▶ **SELECTED PASSAGE**:

....

Queen's Island F.C.
- Full name: Queen's Island Football Club
- Nickname: Queen's
- Founded: 1881
- Dissolved: 1884
- Ground: Bloomfield

= Queen's Island F.C. (1881) =

Queen's Island Football Club is a defunct Irish association football club. They were based in Queen's Island, Belfast.

==History==

The club was formed on 22 August 1881 out of a cricket club run by engineers at the Queen's Island works in Belfast. Most of the initial members were Scots and "hopes [were] entertained for a very successful season".

The club's first game against external opposition followed in October 1881, against the Avoniel club, and was a 3–3 draw. The club did not have a home ground ready until February 1882, so had to play its initial games away from home, including its first Irish Cup tie with Oldpark. Playing away did not prove a disadvantage as the club won by 5 goals to 0.

In the second round of the Cup, the club was drawn to visit the holders Moyola Park; Queen's won 2–1 in a replay at Bloomfield, in front of 500 spectators, helped by an injury to one of Moyola's forwards, which forced him to play in goal for part of the game. After walking over Castlederg in the semi-final, Queen's beat Cliftonville in the final, at Ulster F.C.'s Ormeau Road ground, by the only goal of the game. Three of the XI were from the Beith football club.

....

▶ **ENTRIES**:
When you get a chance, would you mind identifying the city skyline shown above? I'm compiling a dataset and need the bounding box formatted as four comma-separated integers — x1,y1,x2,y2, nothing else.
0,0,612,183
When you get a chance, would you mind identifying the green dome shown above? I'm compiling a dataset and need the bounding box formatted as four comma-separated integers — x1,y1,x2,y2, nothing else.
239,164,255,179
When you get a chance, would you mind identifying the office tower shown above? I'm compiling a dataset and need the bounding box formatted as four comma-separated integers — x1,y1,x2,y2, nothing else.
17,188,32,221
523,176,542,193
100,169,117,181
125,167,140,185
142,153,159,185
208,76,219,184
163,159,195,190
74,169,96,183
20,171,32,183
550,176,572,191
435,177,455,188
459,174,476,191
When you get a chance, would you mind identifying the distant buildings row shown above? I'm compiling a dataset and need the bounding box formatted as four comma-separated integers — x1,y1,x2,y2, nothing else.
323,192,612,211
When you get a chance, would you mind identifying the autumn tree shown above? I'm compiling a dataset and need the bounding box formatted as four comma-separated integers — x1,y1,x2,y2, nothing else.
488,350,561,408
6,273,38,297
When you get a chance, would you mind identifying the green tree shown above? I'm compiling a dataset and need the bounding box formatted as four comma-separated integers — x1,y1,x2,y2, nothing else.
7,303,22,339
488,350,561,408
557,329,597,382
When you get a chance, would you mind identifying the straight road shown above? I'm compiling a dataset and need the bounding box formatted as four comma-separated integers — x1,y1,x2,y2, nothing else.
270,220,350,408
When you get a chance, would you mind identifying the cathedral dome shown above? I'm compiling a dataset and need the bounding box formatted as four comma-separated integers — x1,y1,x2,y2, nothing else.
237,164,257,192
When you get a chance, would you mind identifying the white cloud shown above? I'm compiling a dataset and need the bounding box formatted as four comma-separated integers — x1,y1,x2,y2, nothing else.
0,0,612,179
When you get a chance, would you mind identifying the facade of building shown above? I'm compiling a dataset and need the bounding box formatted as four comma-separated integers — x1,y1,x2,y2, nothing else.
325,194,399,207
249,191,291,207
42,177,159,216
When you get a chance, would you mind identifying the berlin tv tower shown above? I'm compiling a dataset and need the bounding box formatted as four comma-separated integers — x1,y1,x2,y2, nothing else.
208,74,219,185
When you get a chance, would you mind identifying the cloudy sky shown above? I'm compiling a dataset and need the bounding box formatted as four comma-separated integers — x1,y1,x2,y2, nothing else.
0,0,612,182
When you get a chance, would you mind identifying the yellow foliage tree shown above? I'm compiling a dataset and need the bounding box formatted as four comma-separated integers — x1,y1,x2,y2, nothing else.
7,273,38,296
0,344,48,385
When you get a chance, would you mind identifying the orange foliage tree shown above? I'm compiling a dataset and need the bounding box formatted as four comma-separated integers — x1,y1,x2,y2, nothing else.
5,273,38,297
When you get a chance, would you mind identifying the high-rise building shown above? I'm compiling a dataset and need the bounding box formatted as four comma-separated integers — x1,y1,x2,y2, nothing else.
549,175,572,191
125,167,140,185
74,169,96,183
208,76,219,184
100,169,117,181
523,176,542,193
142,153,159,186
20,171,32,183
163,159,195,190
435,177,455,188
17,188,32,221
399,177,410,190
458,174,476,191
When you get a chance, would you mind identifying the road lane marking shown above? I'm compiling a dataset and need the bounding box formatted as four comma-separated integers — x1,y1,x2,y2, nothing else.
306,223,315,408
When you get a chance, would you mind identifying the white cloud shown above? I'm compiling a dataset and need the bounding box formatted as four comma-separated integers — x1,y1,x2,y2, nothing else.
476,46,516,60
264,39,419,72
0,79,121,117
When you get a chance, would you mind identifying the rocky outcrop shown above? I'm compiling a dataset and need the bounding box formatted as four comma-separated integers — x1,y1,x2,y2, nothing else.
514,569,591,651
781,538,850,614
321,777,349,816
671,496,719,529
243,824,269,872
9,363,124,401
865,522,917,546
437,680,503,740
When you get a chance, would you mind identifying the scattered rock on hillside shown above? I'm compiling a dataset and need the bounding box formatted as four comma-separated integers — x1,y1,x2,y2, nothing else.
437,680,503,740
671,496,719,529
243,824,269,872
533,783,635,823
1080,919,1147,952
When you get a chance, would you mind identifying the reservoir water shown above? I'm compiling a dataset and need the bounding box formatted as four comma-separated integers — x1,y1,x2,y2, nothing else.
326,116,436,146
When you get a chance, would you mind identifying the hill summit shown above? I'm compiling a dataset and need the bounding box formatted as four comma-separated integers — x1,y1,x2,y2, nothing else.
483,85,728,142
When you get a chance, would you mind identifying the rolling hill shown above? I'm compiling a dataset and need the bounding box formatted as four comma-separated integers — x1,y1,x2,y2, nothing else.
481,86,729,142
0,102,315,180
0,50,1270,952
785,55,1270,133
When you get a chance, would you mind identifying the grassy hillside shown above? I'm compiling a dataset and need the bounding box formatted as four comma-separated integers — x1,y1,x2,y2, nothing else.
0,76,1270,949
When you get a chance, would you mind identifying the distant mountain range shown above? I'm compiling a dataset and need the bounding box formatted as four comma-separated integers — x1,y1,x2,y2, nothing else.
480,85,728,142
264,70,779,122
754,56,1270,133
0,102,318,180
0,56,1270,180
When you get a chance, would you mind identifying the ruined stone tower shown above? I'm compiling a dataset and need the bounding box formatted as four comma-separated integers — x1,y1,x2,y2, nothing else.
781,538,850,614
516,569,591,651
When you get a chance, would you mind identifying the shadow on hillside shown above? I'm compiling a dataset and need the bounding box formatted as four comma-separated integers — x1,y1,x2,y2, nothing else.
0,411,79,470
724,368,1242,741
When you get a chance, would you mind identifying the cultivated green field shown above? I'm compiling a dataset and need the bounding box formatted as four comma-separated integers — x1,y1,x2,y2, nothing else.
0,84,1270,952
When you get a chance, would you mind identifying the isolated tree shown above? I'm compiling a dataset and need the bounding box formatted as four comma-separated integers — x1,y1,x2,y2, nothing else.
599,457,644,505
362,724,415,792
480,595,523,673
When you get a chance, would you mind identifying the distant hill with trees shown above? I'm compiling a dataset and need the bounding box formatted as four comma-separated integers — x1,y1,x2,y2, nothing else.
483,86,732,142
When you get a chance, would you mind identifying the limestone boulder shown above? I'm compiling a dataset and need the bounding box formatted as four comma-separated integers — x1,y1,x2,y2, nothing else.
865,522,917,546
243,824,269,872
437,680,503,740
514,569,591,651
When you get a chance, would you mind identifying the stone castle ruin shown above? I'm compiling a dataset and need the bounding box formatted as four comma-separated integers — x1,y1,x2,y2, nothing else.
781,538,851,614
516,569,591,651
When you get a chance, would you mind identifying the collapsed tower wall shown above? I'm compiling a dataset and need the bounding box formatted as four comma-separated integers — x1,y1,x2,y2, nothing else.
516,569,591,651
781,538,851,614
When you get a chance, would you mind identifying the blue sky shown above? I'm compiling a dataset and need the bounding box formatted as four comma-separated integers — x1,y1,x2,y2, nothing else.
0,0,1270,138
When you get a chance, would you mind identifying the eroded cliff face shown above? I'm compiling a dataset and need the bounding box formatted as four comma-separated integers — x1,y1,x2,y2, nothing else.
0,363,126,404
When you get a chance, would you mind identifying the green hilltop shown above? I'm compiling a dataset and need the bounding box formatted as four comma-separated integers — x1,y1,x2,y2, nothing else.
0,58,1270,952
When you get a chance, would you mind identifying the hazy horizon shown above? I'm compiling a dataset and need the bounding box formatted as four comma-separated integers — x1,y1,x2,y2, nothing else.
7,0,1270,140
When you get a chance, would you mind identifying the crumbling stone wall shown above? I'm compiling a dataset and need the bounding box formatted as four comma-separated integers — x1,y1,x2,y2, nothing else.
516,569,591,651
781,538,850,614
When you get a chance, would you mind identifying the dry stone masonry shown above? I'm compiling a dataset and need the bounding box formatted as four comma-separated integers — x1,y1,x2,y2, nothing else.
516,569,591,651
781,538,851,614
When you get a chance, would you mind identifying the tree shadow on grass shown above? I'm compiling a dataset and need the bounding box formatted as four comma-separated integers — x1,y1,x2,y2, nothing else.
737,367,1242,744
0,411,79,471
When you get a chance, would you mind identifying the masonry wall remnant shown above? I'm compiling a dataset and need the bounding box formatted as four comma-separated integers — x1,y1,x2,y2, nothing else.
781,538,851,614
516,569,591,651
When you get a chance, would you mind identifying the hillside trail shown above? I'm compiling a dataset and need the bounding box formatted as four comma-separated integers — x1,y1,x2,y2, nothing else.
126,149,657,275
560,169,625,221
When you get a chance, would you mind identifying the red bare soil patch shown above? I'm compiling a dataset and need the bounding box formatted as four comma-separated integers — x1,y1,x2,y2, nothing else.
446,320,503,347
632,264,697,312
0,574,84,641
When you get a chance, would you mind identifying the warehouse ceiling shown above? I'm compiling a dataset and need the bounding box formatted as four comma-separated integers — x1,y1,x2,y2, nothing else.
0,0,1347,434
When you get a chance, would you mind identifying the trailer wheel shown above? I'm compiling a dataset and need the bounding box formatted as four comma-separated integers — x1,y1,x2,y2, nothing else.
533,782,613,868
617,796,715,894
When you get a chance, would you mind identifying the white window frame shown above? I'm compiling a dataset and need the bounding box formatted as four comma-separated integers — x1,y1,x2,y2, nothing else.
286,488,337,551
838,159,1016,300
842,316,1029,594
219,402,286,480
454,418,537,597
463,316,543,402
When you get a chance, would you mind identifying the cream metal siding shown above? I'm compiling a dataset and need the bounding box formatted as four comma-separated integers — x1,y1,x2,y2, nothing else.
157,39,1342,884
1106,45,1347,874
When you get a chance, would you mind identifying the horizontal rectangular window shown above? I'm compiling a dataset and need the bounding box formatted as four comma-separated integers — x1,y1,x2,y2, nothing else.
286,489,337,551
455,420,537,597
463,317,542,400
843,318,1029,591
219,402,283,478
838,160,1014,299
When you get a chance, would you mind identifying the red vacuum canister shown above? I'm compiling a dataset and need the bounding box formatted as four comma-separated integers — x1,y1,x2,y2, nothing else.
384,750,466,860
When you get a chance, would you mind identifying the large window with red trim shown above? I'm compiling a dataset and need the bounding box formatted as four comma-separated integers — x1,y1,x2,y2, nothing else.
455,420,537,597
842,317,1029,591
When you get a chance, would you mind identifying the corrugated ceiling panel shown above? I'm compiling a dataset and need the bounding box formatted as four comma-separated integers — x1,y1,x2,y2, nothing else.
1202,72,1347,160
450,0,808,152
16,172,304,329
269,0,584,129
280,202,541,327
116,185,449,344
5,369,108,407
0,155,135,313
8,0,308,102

....

▶ **REQUIREMENTS**:
A. Add 145 to every bounding-box coordinate in the stretch of entries from their first line through the line containing "0,0,612,183", and write that stretch out again in full, requests included.
B. Continue the Queen's Island F.C. history from its last sentence.

▶ **FINAL RESULTS**:
A.
When you get a chance, would you mind identifying the city skyline shown above? I'm compiling a dataset and need the bounding box formatted as four comma-separated integers — x1,y1,x2,y2, nothing else.
145,145,757,328

B.
The club was not beaten in the 1882–83 season until going down 3–0 at home in a friendly against Hamilton Academical, and reached the semi-finals of the Irish Cup. However the creation of more clubs and the rising popularity of football increased the level of competition and Queen's Island, as a works side, was unable to recruit widely enough. The club was without 8 of its regular players for a friendly match in December 1883 against the Y.M.C.A., and, after losing to Wellington Park in the second round of the 1883–84 Irish Cup, the only fixture recorded is a benefit match against Distillery for a Queen's Island shipbuilding employee.

In January 1886, there was a one-off revival of a "Queen's Island" team, again to play Distillery in a friendly to raise funds for a worker who was suing Harland & Wolff for injuries during his employment. There are two fixtures recorded for a Queen's Island in 1888 and 1889 (both at Templepatrick) but these almost certainly relate to another team. A later club of the same name was formed in 1920 and was a member of the Irish Football League from 1921 to 1929.

==Grounds==

The club did not originally have a home ground; from February 1882 it was able to use Bloomfield, the ground of Knock F.C., and Queen's christened it with a 10–0 win over Distillery on 4 February 1882.

For its final season, the club moved to Ashfield Park.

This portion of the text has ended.